▸ THE TASK: Rewrite the material from the line that has "Task: identify the green tree" through the end, putting "dark blue" in place of "navy blue" and keeping everything else the same.

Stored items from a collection
—————

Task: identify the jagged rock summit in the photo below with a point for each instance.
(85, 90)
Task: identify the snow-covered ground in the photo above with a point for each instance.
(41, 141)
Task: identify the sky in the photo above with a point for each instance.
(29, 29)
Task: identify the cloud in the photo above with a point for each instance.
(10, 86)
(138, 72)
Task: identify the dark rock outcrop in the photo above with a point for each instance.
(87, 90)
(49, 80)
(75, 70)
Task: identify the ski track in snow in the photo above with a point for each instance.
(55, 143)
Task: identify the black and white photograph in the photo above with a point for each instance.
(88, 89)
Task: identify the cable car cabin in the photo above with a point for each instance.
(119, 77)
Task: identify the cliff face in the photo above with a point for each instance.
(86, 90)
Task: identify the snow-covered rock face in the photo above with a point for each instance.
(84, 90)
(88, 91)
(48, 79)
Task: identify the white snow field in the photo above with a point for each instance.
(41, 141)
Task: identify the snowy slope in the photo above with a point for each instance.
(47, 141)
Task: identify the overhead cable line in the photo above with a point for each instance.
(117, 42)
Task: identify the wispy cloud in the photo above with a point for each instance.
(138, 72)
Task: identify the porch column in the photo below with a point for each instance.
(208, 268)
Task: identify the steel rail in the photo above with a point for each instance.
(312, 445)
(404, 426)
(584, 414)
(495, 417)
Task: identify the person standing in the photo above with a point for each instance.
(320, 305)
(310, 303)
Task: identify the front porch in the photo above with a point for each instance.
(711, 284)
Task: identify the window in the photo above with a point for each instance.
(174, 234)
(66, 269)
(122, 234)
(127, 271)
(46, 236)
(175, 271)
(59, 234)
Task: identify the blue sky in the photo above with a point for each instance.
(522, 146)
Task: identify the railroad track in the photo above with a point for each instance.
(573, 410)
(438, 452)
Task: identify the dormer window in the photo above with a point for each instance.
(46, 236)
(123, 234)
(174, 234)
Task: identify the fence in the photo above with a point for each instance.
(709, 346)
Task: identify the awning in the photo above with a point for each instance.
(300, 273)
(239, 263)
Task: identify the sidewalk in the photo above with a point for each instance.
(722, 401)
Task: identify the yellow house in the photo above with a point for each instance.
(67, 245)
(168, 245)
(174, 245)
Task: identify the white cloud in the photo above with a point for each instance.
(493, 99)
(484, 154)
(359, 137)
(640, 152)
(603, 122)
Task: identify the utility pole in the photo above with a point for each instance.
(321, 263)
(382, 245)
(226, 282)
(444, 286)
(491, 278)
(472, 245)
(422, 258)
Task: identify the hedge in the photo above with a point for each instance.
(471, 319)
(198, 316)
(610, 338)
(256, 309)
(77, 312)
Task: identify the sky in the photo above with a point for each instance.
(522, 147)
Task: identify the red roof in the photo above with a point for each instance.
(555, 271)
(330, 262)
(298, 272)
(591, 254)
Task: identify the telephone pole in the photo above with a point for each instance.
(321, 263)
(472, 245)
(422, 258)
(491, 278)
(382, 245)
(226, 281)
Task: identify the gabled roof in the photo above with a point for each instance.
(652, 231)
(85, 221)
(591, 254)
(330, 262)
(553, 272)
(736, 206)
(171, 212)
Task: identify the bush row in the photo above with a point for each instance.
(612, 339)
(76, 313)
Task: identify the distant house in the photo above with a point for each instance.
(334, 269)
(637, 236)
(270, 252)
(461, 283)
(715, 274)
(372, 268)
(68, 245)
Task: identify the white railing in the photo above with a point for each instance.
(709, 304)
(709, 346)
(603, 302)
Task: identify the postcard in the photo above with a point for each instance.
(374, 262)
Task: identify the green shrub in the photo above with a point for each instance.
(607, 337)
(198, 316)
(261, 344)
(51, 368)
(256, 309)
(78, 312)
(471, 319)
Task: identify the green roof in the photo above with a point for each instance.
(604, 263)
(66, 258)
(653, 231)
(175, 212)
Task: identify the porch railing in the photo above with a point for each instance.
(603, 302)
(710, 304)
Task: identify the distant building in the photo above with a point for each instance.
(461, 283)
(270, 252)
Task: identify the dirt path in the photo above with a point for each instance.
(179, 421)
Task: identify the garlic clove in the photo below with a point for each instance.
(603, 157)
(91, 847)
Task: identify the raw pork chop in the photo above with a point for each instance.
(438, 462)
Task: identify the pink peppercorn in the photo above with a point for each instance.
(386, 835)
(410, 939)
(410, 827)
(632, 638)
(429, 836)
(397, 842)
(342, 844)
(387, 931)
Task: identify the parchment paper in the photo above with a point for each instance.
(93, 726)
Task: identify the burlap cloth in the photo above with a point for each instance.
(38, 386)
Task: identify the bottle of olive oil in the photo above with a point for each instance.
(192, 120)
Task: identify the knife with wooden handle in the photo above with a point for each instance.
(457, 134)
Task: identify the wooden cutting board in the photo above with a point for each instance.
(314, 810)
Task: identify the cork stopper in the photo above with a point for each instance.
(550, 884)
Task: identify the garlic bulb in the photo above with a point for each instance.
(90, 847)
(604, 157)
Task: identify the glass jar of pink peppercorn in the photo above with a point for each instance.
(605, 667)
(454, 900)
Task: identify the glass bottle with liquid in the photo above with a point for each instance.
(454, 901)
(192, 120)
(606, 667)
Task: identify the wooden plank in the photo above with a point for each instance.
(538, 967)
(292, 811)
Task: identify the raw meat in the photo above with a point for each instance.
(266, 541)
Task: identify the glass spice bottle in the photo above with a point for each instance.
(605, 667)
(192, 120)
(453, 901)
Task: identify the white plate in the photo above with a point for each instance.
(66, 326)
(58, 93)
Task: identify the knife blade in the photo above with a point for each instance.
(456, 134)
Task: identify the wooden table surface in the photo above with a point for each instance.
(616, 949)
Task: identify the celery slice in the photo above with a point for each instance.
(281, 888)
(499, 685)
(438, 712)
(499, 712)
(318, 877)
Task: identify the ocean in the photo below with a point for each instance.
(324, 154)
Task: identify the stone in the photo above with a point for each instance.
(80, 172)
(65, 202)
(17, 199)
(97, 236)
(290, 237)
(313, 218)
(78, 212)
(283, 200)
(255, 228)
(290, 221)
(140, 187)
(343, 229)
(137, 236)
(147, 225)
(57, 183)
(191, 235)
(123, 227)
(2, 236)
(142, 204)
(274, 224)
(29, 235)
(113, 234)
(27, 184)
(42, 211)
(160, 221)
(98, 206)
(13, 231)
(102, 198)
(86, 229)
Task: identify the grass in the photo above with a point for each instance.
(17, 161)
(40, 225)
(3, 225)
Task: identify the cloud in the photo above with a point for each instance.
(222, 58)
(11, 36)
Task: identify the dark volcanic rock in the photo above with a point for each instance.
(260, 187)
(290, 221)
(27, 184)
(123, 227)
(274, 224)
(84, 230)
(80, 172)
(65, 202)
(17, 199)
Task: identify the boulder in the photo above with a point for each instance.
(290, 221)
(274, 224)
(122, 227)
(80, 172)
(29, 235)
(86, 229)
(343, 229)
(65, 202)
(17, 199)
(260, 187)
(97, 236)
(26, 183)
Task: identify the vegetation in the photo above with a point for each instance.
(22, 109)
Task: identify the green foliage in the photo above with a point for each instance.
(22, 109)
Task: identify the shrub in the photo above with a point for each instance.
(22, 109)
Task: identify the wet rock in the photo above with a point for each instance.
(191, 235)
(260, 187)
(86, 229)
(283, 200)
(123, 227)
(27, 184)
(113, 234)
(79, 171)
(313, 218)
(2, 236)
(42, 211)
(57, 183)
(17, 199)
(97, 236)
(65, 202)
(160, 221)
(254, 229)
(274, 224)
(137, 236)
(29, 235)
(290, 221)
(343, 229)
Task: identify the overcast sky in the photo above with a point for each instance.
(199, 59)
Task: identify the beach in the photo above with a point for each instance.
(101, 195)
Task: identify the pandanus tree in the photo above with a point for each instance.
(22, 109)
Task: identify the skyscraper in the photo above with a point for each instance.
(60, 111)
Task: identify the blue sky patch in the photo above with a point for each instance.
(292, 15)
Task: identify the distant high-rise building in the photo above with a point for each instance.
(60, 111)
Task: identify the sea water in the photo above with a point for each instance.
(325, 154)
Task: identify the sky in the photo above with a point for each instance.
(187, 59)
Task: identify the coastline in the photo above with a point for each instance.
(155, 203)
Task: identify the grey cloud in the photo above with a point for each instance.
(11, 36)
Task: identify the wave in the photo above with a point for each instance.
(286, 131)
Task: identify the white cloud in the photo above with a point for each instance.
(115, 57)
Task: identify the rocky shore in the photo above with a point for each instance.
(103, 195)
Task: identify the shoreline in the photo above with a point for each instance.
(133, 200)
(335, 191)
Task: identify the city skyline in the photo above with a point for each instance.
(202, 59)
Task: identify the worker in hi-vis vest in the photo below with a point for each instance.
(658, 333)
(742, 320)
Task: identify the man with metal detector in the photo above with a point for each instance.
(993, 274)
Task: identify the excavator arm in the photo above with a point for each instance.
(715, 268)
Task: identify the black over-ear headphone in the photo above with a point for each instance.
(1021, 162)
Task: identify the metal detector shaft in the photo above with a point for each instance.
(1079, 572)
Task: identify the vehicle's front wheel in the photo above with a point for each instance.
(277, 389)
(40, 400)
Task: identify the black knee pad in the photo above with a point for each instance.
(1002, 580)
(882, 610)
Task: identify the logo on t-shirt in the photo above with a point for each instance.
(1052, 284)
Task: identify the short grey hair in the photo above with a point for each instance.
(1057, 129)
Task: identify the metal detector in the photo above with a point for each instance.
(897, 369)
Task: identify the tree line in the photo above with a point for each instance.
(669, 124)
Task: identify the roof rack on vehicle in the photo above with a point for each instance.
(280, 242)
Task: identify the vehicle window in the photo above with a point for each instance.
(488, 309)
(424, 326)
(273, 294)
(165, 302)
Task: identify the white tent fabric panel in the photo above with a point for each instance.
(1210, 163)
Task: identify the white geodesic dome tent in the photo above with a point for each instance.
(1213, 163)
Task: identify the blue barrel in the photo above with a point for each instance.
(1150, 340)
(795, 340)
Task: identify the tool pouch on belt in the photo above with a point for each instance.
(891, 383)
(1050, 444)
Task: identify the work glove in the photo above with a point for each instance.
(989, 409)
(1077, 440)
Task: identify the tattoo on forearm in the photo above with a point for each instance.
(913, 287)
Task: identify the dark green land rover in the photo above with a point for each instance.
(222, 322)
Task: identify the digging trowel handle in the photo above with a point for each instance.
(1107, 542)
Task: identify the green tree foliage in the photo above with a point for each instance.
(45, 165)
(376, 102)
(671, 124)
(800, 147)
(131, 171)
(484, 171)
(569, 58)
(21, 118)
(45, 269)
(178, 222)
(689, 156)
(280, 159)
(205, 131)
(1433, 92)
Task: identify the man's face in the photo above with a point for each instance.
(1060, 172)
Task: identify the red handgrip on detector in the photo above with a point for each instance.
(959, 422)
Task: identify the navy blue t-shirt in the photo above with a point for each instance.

—————

▸ RESULT OF THIS EXERCISE:
Task: identify the green tree foliage in the photo above with a point for each instance.
(45, 165)
(376, 102)
(671, 124)
(800, 147)
(131, 171)
(484, 171)
(569, 58)
(21, 118)
(45, 269)
(178, 222)
(689, 156)
(280, 159)
(205, 131)
(1433, 92)
Task: identify the man's face in the photo above with a point for each instance.
(1060, 172)
Task: identify the red handgrip on detector in the photo above with a point for each instance.
(959, 422)
Task: identify the dark blue t-shirt in the photo above with a point for each instance.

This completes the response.